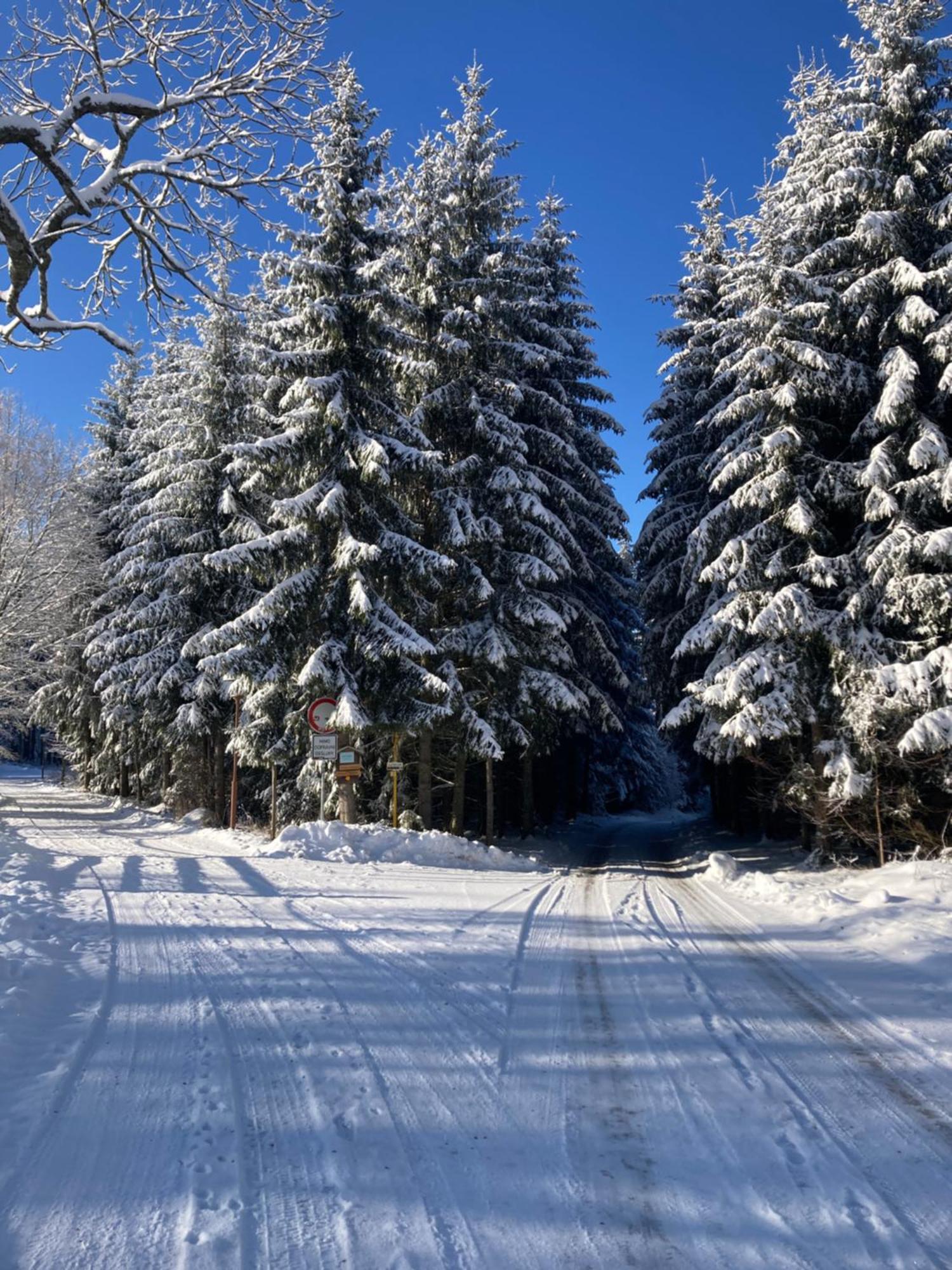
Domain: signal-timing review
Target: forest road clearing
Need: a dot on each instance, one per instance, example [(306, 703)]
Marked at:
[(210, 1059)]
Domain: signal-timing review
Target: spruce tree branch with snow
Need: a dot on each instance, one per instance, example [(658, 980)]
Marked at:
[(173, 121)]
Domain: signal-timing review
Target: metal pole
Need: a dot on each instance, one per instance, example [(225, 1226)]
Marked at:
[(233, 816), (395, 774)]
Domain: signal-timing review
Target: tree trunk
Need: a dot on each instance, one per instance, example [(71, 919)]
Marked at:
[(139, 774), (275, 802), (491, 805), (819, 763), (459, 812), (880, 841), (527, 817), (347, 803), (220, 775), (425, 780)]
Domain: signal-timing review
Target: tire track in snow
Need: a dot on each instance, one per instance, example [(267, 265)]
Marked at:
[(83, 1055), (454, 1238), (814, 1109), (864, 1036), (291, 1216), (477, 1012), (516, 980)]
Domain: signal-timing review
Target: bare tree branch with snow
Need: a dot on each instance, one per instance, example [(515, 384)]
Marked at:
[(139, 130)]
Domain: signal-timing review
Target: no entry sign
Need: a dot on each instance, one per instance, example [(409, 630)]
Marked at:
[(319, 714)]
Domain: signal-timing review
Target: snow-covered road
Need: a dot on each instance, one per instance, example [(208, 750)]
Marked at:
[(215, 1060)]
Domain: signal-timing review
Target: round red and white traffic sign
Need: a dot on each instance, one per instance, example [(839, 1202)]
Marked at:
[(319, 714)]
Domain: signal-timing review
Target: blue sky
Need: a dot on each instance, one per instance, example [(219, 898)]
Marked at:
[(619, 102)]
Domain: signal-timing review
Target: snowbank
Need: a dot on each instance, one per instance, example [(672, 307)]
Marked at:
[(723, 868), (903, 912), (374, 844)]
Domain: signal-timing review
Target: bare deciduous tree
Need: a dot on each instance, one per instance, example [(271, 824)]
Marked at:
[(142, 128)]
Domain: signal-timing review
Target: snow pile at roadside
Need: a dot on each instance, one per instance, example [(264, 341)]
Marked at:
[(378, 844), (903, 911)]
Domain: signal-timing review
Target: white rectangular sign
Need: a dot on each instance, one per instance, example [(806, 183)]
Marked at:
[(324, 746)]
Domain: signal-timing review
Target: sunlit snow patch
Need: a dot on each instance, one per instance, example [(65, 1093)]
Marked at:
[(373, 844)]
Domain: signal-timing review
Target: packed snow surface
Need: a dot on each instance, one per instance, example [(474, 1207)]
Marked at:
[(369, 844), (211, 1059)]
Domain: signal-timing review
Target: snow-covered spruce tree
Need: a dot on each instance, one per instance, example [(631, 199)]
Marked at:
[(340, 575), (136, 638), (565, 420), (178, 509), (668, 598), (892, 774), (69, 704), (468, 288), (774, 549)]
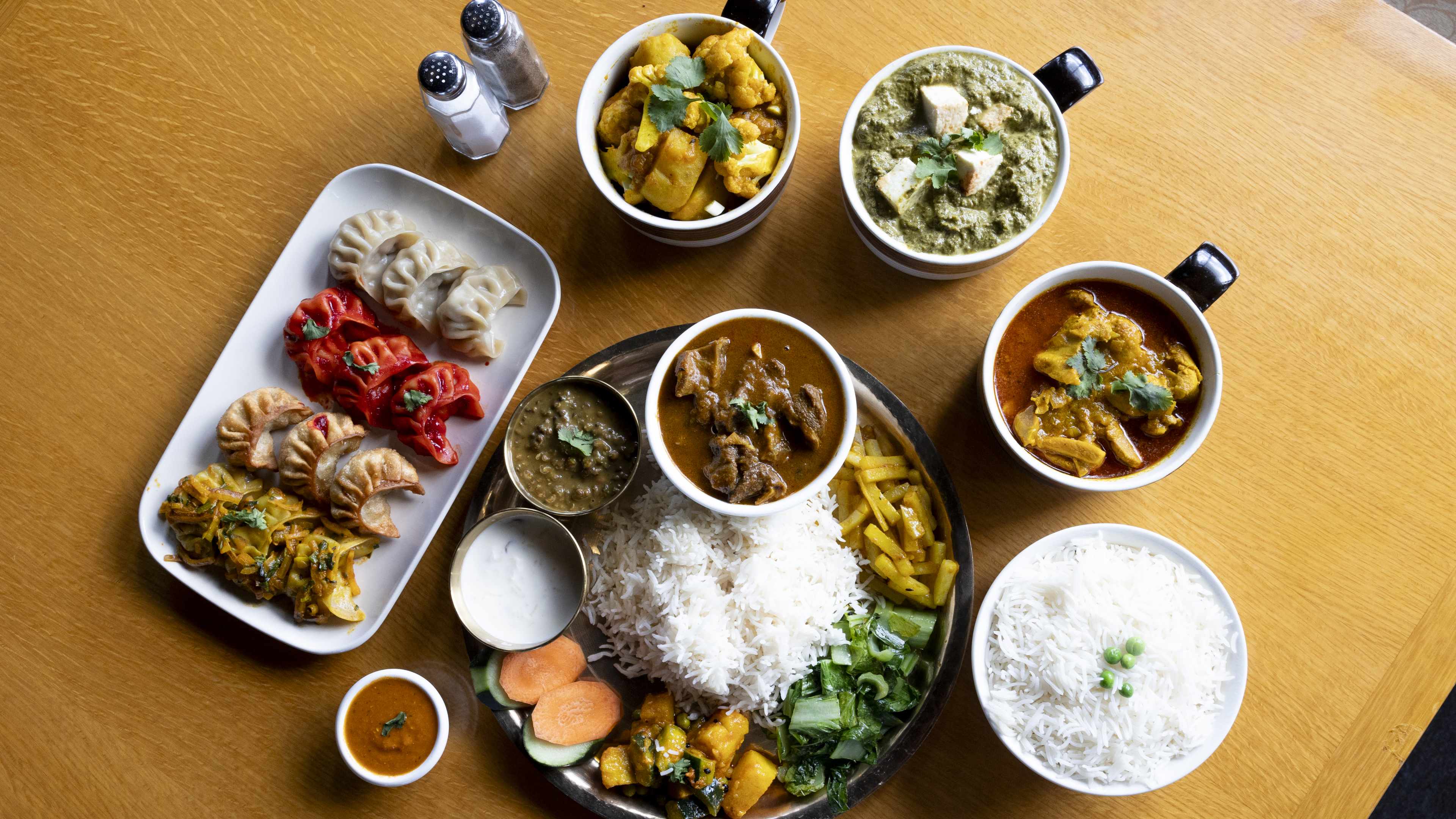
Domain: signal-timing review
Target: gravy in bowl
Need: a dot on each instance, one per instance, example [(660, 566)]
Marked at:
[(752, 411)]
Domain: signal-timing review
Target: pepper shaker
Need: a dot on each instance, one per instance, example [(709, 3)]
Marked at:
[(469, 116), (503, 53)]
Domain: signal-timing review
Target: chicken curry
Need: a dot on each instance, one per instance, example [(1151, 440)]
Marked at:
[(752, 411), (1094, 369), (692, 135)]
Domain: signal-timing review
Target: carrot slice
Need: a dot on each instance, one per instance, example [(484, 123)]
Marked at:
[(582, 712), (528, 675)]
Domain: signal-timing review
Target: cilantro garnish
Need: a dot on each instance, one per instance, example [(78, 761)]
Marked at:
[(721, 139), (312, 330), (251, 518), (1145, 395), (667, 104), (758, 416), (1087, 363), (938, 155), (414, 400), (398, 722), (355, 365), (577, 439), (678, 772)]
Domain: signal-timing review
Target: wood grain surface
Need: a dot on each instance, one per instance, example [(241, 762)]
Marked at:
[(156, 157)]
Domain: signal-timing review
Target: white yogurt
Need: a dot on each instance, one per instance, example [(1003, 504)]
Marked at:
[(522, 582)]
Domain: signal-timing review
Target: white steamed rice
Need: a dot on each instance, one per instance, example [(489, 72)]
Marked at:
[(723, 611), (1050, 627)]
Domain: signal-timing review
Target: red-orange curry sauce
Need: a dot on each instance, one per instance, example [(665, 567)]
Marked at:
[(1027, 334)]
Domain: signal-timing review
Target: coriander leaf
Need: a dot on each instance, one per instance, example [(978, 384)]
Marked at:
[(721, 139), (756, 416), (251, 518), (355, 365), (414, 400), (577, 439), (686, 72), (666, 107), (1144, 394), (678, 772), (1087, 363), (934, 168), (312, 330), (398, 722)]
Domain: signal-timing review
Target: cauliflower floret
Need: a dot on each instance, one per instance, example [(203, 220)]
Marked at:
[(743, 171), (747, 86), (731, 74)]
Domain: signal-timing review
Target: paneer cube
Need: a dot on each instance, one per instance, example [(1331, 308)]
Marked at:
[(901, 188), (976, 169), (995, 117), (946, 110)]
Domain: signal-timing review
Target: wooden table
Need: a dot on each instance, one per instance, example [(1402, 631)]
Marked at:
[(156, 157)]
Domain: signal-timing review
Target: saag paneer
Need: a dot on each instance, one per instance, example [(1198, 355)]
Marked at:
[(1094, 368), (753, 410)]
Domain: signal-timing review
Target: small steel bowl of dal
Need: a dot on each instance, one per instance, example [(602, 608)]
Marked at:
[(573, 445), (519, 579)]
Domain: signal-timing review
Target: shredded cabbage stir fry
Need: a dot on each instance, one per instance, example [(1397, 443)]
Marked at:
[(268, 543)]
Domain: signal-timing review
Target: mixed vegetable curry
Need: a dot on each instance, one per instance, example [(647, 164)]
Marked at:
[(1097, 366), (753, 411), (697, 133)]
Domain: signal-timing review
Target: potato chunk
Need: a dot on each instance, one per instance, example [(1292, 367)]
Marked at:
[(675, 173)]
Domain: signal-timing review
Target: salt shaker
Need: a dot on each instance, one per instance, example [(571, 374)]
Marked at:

Objective
Please format all of the material above as a JSON list of strings, with one string for each line and no blank lines. Leave the pictures out of the list.

Result of the task
[
  "Domain: signal-timing review",
  "Target: forest road clearing",
  "Need: a dot on each instance, one per instance, example [(306, 703)]",
  "Marked at:",
  "[(210, 1059)]",
  "Domain: signal-timing review",
  "Target: spruce tree branch with snow",
  "Need: a dot on each instance, one per instance, example [(658, 980)]",
  "Marked at:",
  "[(173, 121)]",
  "Domain: signal-timing review",
  "Target: metal pole",
  "Need: a dot on each instance, one per instance, example [(225, 1226)]",
  "Marked at:",
  "[(233, 816), (395, 774)]",
  "Domain: signal-timing review",
  "Target: tree trunk",
  "Need: a dot on each instance, one per instance, example [(71, 919)]",
  "Marked at:",
  "[(139, 774), (275, 802), (491, 805), (819, 763), (459, 812), (880, 841), (527, 817), (347, 803), (220, 775), (425, 780)]",
  "Domain: signal-timing review",
  "Target: tire track in snow",
  "Need: a dot on each instance, one per instance, example [(267, 265)]",
  "Marked at:",
  "[(83, 1055), (454, 1238), (814, 1109), (864, 1036), (291, 1216), (477, 1012), (516, 980)]",
  "Domain: signal-timing review",
  "Target: bare tree branch with snow",
  "Need: a dot on each instance, one per instance, example [(515, 384)]",
  "Marked at:",
  "[(139, 130)]",
  "Domain: signal-timing review",
  "Target: no entry sign",
  "Need: a dot on each instance, one per instance, example [(409, 630)]",
  "Marked at:",
  "[(319, 714)]",
  "Domain: signal-timing review",
  "Target: snow-covered road",
  "Need: a dot on each instance, one per instance, example [(208, 750)]",
  "Marked at:",
  "[(215, 1060)]",
  "Domain: signal-timing review",
  "Target: round red and white traffic sign",
  "Need: a dot on each instance, one per instance, example [(839, 1202)]",
  "Marked at:",
  "[(319, 714)]",
  "Domain: signal-timing review",
  "Target: blue sky",
  "Need: a dot on each instance, one per instance, example [(219, 898)]",
  "Marked at:",
  "[(619, 102)]",
  "Domain: signal-timing review",
  "Target: snowbank",
  "Need: a dot on each instance, one per instance, example [(672, 307)]",
  "Marked at:",
  "[(723, 868), (903, 912), (374, 844)]",
  "Domain: signal-timing review",
  "Target: bare deciduous tree",
  "Need: a dot on each instance, one per instance, example [(271, 824)]",
  "Marked at:",
  "[(142, 128)]",
  "Domain: signal-timing review",
  "Target: snow pile at roadside",
  "Need: a dot on each instance, one per instance, example [(264, 341)]",
  "Marked at:",
  "[(378, 844), (903, 911)]",
  "Domain: signal-timing review",
  "Target: white rectangular sign",
  "Need: a dot on each instance, one per instance, example [(806, 183)]",
  "Marked at:",
  "[(324, 746)]",
  "Domain: signal-timing review",
  "Target: sunlit snow patch",
  "Need: a dot on each instance, one per instance, example [(65, 1093)]",
  "Marked at:",
  "[(373, 844)]",
  "Domain: signal-timing review",
  "Target: packed snow surface",
  "Need: a dot on each instance, one per instance, example [(474, 1207)]",
  "Marked at:",
  "[(369, 844), (211, 1059)]",
  "Domain: signal-timing review",
  "Target: snow-covered spruce tree",
  "Need: a dot on each instance, one per instance, example [(631, 199)]",
  "Marked at:",
  "[(340, 575), (136, 638), (565, 420), (178, 509), (668, 598), (892, 774), (69, 704), (468, 288), (774, 549)]",
  "Domain: signal-timing review",
  "Target: gravy in bowl",
  "Need: a dot on each instance, one per instance, example [(660, 566)]",
  "Marked at:",
  "[(752, 411)]",
  "Domain: signal-timing review",
  "Target: pepper shaker",
  "Need: a dot on each instance, one per instance, example [(709, 3)]",
  "Marked at:",
  "[(469, 116), (503, 53)]",
  "Domain: signal-timing review",
  "Target: chicken curry",
  "Need: a dot on each instance, one per instance, example [(1151, 440)]",
  "Marked at:",
  "[(752, 411), (1094, 369), (692, 135)]",
  "Domain: signal-timing review",
  "Target: carrot slice",
  "Need: a dot on each instance, one per instance, example [(484, 123)]",
  "Marked at:",
  "[(582, 712), (528, 675)]",
  "Domain: signal-timing review",
  "Target: cilantro garnish",
  "Need: a dot on each instance, one per instance, example [(78, 761)]",
  "Marked at:",
  "[(721, 139), (312, 330), (251, 518), (1145, 395), (667, 104), (758, 416), (1087, 363), (938, 155), (414, 400), (398, 722), (355, 365), (577, 439), (678, 772)]",
  "Domain: signal-timing review",
  "Target: wood grain surface",
  "Need: a dot on each instance, one per instance, example [(241, 762)]",
  "Marked at:",
  "[(156, 157)]",
  "Domain: signal-timing review",
  "Target: white yogurt",
  "Need: a dot on each instance, one per instance, example [(1003, 504)]",
  "Marked at:",
  "[(522, 582)]",
  "Domain: signal-timing review",
  "Target: white steamed rice",
  "Need: a dot on each instance, one per instance, example [(489, 72)]",
  "Marked at:",
  "[(723, 611), (1050, 627)]",
  "Domain: signal-timing review",
  "Target: red-orange curry sauce",
  "Need: a dot on each instance, one per instance, example [(665, 567)]",
  "Marked at:",
  "[(1027, 334)]",
  "Domain: signal-timing review",
  "Target: coriander leaf",
  "Need: a dot on each instance, one per instance, example [(978, 384)]",
  "Marked at:",
  "[(721, 139), (756, 416), (251, 518), (355, 365), (414, 400), (577, 439), (686, 72), (666, 107), (1144, 394), (678, 772), (1087, 363), (934, 168), (312, 330), (398, 722)]",
  "Domain: signal-timing review",
  "Target: cauliflower floret",
  "Need: a dot on each instance, one per instance, example [(203, 220)]",
  "Marked at:",
  "[(743, 171), (747, 86), (731, 74)]",
  "Domain: signal-timing review",
  "Target: paneer cube",
  "Need: a dot on each instance, one per instance, example [(1331, 308)]",
  "Marked at:",
  "[(901, 188), (976, 169), (995, 117), (946, 110)]",
  "Domain: signal-timing review",
  "Target: wooden table",
  "Need: a dot on each instance, one per instance, example [(1402, 631)]",
  "Marked at:",
  "[(156, 157)]",
  "Domain: signal-timing review",
  "Target: saag paneer",
  "Need: a dot on each instance, one per instance, example [(1198, 355)]",
  "Marked at:",
  "[(1094, 368), (753, 410)]",
  "Domain: signal-timing review",
  "Target: small steel bowl of dal",
  "Need: a dot on each instance, one per instance, example [(602, 608)]",
  "Marked at:",
  "[(573, 445), (519, 579)]",
  "Domain: signal-timing review",
  "Target: shredded cabbage stir fry",
  "Need: a dot on each instance, one per instance, example [(1397, 443)]",
  "Marked at:",
  "[(268, 543)]",
  "Domain: signal-timing review",
  "Target: mixed vegetable curry",
  "Need: a dot on each instance, one per instance, example [(647, 164)]",
  "Marked at:",
  "[(1097, 366), (753, 411), (697, 133)]",
  "Domain: signal-timing review",
  "Target: potato chunk",
  "Need: a dot on each instance, one per instance, example [(1292, 367)]",
  "Marked at:",
  "[(675, 173)]",
  "Domain: signal-timing review",
  "Target: salt shaker",
  "Need: a dot on each instance, one per instance, example [(571, 374)]",
  "Marked at:"
]